— Your task —
Your answer should be only the lines below from the one with "find wooden bench" to the one with "find wooden backrest", repeated exactly, ends included.

— Data listing —
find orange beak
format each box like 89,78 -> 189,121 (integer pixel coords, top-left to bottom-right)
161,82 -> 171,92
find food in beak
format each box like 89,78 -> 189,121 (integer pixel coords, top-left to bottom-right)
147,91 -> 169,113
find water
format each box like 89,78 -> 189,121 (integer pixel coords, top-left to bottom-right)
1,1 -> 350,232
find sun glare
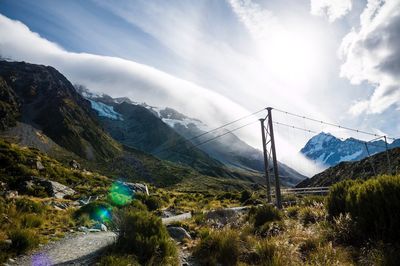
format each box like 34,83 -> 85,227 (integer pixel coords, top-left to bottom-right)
257,26 -> 323,88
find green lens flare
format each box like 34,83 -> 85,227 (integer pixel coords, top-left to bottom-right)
94,207 -> 111,222
108,182 -> 133,206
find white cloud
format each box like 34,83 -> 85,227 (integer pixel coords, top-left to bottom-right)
0,14 -> 250,128
339,0 -> 400,114
310,0 -> 353,22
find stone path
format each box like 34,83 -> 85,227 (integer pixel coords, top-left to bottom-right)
7,232 -> 116,266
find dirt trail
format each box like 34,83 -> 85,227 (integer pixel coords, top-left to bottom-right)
7,232 -> 116,266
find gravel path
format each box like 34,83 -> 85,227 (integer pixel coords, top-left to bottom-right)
7,232 -> 117,266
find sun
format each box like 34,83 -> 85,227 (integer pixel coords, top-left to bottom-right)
257,24 -> 324,88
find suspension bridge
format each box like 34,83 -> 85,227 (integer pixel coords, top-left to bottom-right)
154,106 -> 398,209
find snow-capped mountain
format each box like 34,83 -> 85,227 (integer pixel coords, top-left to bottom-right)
75,87 -> 307,186
301,132 -> 400,167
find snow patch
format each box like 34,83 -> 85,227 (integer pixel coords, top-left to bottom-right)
339,150 -> 363,162
162,118 -> 209,131
89,100 -> 123,120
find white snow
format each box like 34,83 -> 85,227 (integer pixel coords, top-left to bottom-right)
339,150 -> 363,162
162,118 -> 209,131
88,100 -> 123,120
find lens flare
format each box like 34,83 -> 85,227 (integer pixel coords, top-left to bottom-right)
32,253 -> 51,266
108,181 -> 133,206
93,207 -> 111,223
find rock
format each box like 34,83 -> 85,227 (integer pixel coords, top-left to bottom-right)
36,160 -> 45,170
18,177 -> 76,199
78,226 -> 89,233
88,229 -> 101,233
167,226 -> 191,242
93,223 -> 107,232
69,160 -> 81,170
4,190 -> 18,199
123,182 -> 149,195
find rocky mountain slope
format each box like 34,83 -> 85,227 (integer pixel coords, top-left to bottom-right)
301,132 -> 400,167
0,61 -> 121,161
296,147 -> 400,187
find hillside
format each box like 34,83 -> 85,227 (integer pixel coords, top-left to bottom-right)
296,147 -> 400,187
0,61 -> 121,161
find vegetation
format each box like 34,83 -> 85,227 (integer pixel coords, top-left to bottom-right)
327,175 -> 400,242
114,209 -> 178,265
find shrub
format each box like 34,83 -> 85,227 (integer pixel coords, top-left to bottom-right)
240,190 -> 252,203
15,198 -> 43,214
327,175 -> 400,242
99,255 -> 139,266
299,207 -> 318,225
249,205 -> 282,228
286,206 -> 300,219
74,201 -> 112,223
193,228 -> 240,266
136,194 -> 163,211
255,239 -> 282,265
116,210 -> 178,265
326,179 -> 359,218
20,214 -> 43,228
9,229 -> 39,254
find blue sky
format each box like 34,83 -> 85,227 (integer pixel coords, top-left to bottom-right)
0,0 -> 399,174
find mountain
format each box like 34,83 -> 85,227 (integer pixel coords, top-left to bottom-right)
296,147 -> 400,188
300,132 -> 400,167
74,90 -> 234,179
78,88 -> 306,187
0,61 -> 121,161
0,61 -> 243,188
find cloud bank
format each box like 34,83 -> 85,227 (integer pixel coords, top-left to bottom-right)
0,13 -> 249,127
340,0 -> 400,114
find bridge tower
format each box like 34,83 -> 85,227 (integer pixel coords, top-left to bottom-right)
259,107 -> 282,209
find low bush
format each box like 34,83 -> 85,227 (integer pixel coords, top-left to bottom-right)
299,207 -> 318,225
116,210 -> 178,265
249,205 -> 282,228
99,255 -> 139,266
326,179 -> 359,218
74,201 -> 113,223
15,198 -> 43,214
327,175 -> 400,242
193,228 -> 240,266
8,229 -> 39,254
254,239 -> 282,265
240,190 -> 252,203
285,206 -> 300,219
136,194 -> 163,211
20,214 -> 43,228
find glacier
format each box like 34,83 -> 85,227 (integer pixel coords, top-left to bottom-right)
88,100 -> 123,120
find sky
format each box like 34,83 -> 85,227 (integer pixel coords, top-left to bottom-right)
0,0 -> 399,176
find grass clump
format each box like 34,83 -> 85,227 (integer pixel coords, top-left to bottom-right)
327,175 -> 400,242
116,209 -> 178,265
249,205 -> 282,228
8,229 -> 39,254
193,228 -> 240,266
99,255 -> 140,266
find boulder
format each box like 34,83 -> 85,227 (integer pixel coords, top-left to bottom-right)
123,182 -> 149,195
92,223 -> 108,232
69,160 -> 81,170
36,160 -> 45,170
18,177 -> 76,199
167,226 -> 191,242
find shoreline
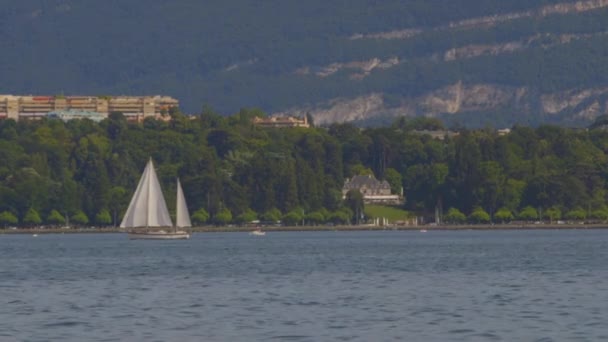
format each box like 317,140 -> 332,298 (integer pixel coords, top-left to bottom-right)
1,223 -> 607,235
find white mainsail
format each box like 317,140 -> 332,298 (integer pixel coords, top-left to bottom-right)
176,178 -> 192,228
120,158 -> 173,228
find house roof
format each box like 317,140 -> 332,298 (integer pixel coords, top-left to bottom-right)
343,174 -> 390,190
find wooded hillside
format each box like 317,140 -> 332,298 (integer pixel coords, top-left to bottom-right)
1,111 -> 608,226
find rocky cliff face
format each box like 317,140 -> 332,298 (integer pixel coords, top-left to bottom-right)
278,84 -> 608,126
273,0 -> 608,126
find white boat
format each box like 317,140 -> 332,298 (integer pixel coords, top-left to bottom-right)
121,158 -> 191,240
249,229 -> 265,236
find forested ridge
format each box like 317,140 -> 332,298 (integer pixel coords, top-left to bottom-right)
2,110 -> 608,227
2,1 -> 608,126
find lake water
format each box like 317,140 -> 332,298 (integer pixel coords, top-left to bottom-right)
1,230 -> 608,341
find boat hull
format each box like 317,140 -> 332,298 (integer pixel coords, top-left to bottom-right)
128,231 -> 190,240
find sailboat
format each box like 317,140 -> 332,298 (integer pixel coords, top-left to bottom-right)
121,158 -> 191,240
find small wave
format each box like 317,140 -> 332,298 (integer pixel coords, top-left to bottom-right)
43,321 -> 89,328
328,325 -> 347,329
271,335 -> 311,340
472,332 -> 501,340
448,328 -> 475,334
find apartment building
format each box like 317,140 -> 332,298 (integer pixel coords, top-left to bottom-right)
252,115 -> 310,128
0,95 -> 178,122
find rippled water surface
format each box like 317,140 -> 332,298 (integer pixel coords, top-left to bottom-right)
1,230 -> 608,341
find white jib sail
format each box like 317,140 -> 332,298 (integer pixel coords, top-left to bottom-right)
120,159 -> 173,228
176,178 -> 192,228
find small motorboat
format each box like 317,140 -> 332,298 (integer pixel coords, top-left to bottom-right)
249,229 -> 266,236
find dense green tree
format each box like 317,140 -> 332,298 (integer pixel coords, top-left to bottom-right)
476,161 -> 504,216
214,208 -> 233,226
469,207 -> 490,223
46,210 -> 66,225
282,210 -> 304,226
544,207 -> 562,222
71,211 -> 89,226
384,168 -> 403,195
108,186 -> 128,227
518,206 -> 539,221
345,190 -> 365,224
95,209 -> 112,226
235,208 -> 258,224
565,208 -> 586,221
191,208 -> 210,225
494,207 -> 514,223
330,210 -> 350,225
306,211 -> 326,225
261,208 -> 282,223
3,111 -> 608,228
444,208 -> 466,224
0,211 -> 18,227
590,208 -> 608,222
502,179 -> 526,211
23,208 -> 42,226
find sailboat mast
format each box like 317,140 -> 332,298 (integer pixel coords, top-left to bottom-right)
147,158 -> 152,228
175,178 -> 180,230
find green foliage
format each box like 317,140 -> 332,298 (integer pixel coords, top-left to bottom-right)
494,207 -> 514,222
330,210 -> 350,224
305,211 -> 325,225
108,186 -> 128,226
469,207 -> 490,223
518,206 -> 539,221
337,207 -> 354,224
282,210 -> 304,226
444,208 -> 466,224
23,208 -> 42,226
2,110 -> 608,227
213,208 -> 233,226
503,179 -> 526,211
261,208 -> 282,223
47,210 -> 66,225
590,208 -> 608,221
191,208 -> 210,225
345,190 -> 365,224
71,211 -> 89,226
0,211 -> 18,227
235,208 -> 258,224
95,209 -> 112,226
383,168 -> 403,195
543,207 -> 562,221
565,208 -> 586,221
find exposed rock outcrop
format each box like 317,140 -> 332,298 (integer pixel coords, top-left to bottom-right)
276,83 -> 608,126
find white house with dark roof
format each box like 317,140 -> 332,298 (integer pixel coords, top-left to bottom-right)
342,174 -> 402,204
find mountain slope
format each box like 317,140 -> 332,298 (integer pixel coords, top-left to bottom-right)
1,0 -> 608,126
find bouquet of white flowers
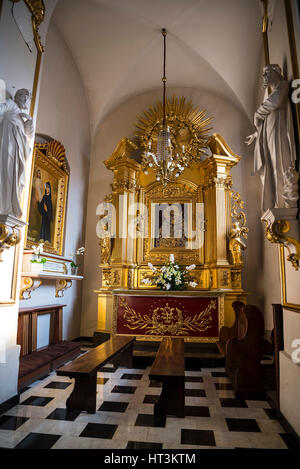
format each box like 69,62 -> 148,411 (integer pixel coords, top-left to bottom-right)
142,254 -> 198,291
71,246 -> 85,268
31,242 -> 46,264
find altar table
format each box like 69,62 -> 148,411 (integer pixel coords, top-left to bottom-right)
112,289 -> 225,342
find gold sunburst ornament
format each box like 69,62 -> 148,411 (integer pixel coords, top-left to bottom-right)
136,29 -> 212,186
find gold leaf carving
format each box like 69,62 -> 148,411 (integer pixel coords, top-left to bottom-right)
119,297 -> 216,336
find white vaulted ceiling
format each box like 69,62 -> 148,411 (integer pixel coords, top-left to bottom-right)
52,0 -> 262,137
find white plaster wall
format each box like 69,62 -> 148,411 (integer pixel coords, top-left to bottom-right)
20,21 -> 91,341
81,86 -> 263,337
265,0 -> 300,435
0,0 -> 57,404
280,350 -> 300,435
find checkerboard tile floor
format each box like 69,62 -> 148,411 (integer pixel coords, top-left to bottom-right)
0,360 -> 297,449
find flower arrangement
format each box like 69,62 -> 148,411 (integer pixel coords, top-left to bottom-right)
70,246 -> 85,268
142,254 -> 198,291
30,243 -> 47,264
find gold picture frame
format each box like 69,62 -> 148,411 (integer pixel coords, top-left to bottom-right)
25,141 -> 69,255
279,244 -> 300,312
143,180 -> 204,265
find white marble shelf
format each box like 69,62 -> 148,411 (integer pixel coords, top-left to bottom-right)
21,272 -> 83,280
20,272 -> 83,300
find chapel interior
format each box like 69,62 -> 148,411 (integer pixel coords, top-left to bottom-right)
0,0 -> 300,451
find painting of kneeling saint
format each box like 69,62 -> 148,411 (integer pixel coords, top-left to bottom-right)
26,142 -> 69,255
28,168 -> 57,245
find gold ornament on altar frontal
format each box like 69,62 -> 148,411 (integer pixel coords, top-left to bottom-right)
120,297 -> 215,336
136,96 -> 213,171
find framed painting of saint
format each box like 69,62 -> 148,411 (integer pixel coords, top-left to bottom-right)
25,141 -> 69,255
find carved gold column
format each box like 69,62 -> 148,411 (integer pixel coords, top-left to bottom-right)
96,138 -> 141,331
203,134 -> 240,270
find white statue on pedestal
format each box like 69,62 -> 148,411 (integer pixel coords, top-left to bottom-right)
246,64 -> 299,211
0,88 -> 33,218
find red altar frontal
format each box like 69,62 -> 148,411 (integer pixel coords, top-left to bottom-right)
112,290 -> 225,342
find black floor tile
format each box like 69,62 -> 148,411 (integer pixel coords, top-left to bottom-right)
184,389 -> 206,397
226,418 -> 261,432
185,376 -> 203,383
80,423 -> 118,439
97,377 -> 109,385
143,395 -> 159,404
135,413 -> 166,428
98,401 -> 129,413
126,441 -> 163,449
121,374 -> 143,380
46,408 -> 80,421
240,393 -> 268,401
44,381 -> 71,390
21,396 -> 54,407
15,433 -> 60,449
181,429 -> 216,446
185,406 -> 210,417
263,408 -> 278,420
220,398 -> 248,408
0,415 -> 29,431
280,433 -> 300,450
19,386 -> 30,394
111,385 -> 136,394
149,381 -> 162,388
215,382 -> 233,390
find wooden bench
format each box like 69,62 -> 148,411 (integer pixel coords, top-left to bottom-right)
57,335 -> 135,413
217,300 -> 245,356
224,305 -> 265,397
149,337 -> 185,418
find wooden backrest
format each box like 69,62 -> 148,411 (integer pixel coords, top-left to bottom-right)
237,310 -> 248,340
149,337 -> 185,379
236,304 -> 264,349
219,300 -> 245,344
57,335 -> 135,376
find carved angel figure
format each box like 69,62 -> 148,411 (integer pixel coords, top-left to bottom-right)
99,222 -> 112,264
229,222 -> 248,265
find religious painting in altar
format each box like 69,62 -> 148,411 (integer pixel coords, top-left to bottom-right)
142,181 -> 205,266
152,202 -> 193,249
113,294 -> 224,342
26,140 -> 69,255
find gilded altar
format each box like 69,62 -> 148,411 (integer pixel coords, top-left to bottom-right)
95,97 -> 248,341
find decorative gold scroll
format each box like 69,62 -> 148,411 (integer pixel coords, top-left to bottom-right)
120,296 -> 215,336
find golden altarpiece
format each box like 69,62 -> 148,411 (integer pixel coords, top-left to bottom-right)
95,98 -> 248,342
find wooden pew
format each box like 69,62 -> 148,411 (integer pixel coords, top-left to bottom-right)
226,305 -> 265,397
217,300 -> 245,356
57,335 -> 135,413
149,337 -> 185,418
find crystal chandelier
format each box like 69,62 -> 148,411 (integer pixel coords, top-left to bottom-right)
141,29 -> 188,186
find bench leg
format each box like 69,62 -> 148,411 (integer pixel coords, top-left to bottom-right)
154,376 -> 185,419
66,374 -> 97,413
112,343 -> 133,368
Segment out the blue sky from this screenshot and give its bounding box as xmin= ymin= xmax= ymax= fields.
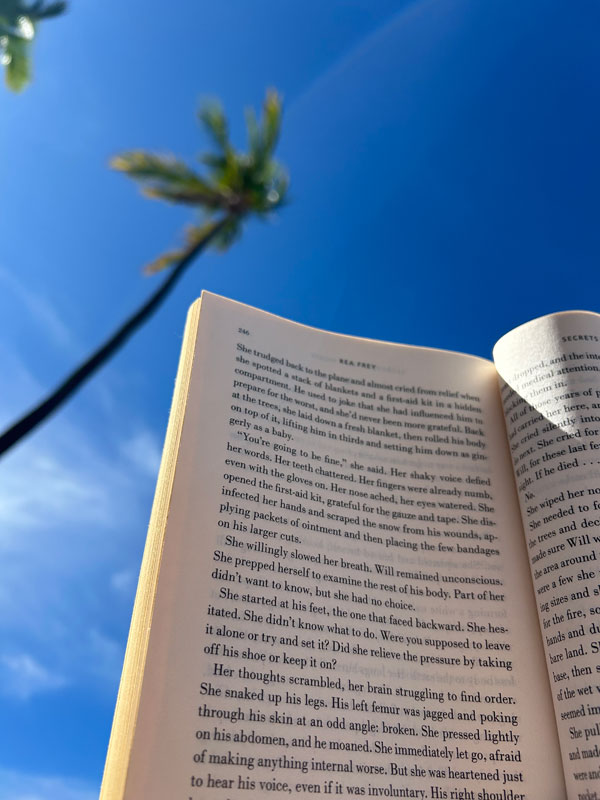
xmin=1 ymin=0 xmax=599 ymax=796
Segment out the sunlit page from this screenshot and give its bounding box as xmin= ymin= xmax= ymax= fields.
xmin=494 ymin=310 xmax=600 ymax=799
xmin=121 ymin=294 xmax=564 ymax=798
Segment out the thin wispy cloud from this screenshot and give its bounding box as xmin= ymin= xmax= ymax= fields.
xmin=0 ymin=768 xmax=97 ymax=800
xmin=0 ymin=447 xmax=112 ymax=534
xmin=0 ymin=266 xmax=79 ymax=355
xmin=0 ymin=263 xmax=144 ymax=431
xmin=0 ymin=343 xmax=158 ymax=694
xmin=119 ymin=428 xmax=162 ymax=478
xmin=0 ymin=343 xmax=46 ymax=426
xmin=87 ymin=628 xmax=124 ymax=684
xmin=0 ymin=653 xmax=66 ymax=700
xmin=0 ymin=436 xmax=151 ymax=688
xmin=110 ymin=568 xmax=136 ymax=597
xmin=0 ymin=235 xmax=161 ymax=781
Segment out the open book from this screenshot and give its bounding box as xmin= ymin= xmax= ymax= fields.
xmin=101 ymin=293 xmax=600 ymax=800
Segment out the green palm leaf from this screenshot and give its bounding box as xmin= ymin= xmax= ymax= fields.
xmin=198 ymin=101 xmax=230 ymax=154
xmin=3 ymin=33 xmax=30 ymax=90
xmin=0 ymin=0 xmax=66 ymax=91
xmin=113 ymin=89 xmax=288 ymax=272
xmin=29 ymin=1 xmax=66 ymax=19
xmin=111 ymin=152 xmax=223 ymax=207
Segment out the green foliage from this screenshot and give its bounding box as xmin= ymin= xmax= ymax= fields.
xmin=0 ymin=0 xmax=66 ymax=91
xmin=112 ymin=89 xmax=288 ymax=273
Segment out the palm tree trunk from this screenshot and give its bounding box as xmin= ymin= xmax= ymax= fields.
xmin=0 ymin=216 xmax=228 ymax=457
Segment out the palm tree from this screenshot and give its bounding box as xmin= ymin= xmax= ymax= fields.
xmin=0 ymin=0 xmax=67 ymax=91
xmin=0 ymin=89 xmax=288 ymax=456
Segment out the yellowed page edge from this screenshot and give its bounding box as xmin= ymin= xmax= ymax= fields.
xmin=99 ymin=296 xmax=204 ymax=800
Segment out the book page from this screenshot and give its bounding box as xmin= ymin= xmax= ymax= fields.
xmin=105 ymin=293 xmax=564 ymax=799
xmin=494 ymin=311 xmax=600 ymax=798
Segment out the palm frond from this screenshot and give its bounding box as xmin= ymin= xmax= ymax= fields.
xmin=199 ymin=153 xmax=227 ymax=170
xmin=111 ymin=151 xmax=205 ymax=186
xmin=29 ymin=1 xmax=66 ymax=20
xmin=144 ymin=219 xmax=224 ymax=274
xmin=113 ymin=89 xmax=288 ymax=272
xmin=111 ymin=151 xmax=225 ymax=208
xmin=245 ymin=106 xmax=261 ymax=159
xmin=261 ymin=89 xmax=281 ymax=158
xmin=198 ymin=101 xmax=230 ymax=154
xmin=143 ymin=248 xmax=185 ymax=276
xmin=0 ymin=0 xmax=66 ymax=91
xmin=210 ymin=217 xmax=242 ymax=251
xmin=245 ymin=89 xmax=282 ymax=172
xmin=4 ymin=33 xmax=30 ymax=90
xmin=141 ymin=186 xmax=223 ymax=208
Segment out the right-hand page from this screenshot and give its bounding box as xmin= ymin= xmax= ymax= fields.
xmin=494 ymin=310 xmax=600 ymax=798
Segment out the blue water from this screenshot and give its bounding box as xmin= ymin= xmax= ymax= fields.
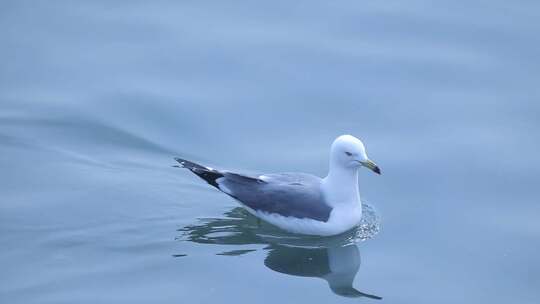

— Answer for the task —
find wooden bench
format each box like 69,62 -> 148,411 (integer pixel coords, top-left to bottom-right)
57,335 -> 135,413
217,300 -> 245,356
224,305 -> 265,397
149,337 -> 185,418
find wooden backrest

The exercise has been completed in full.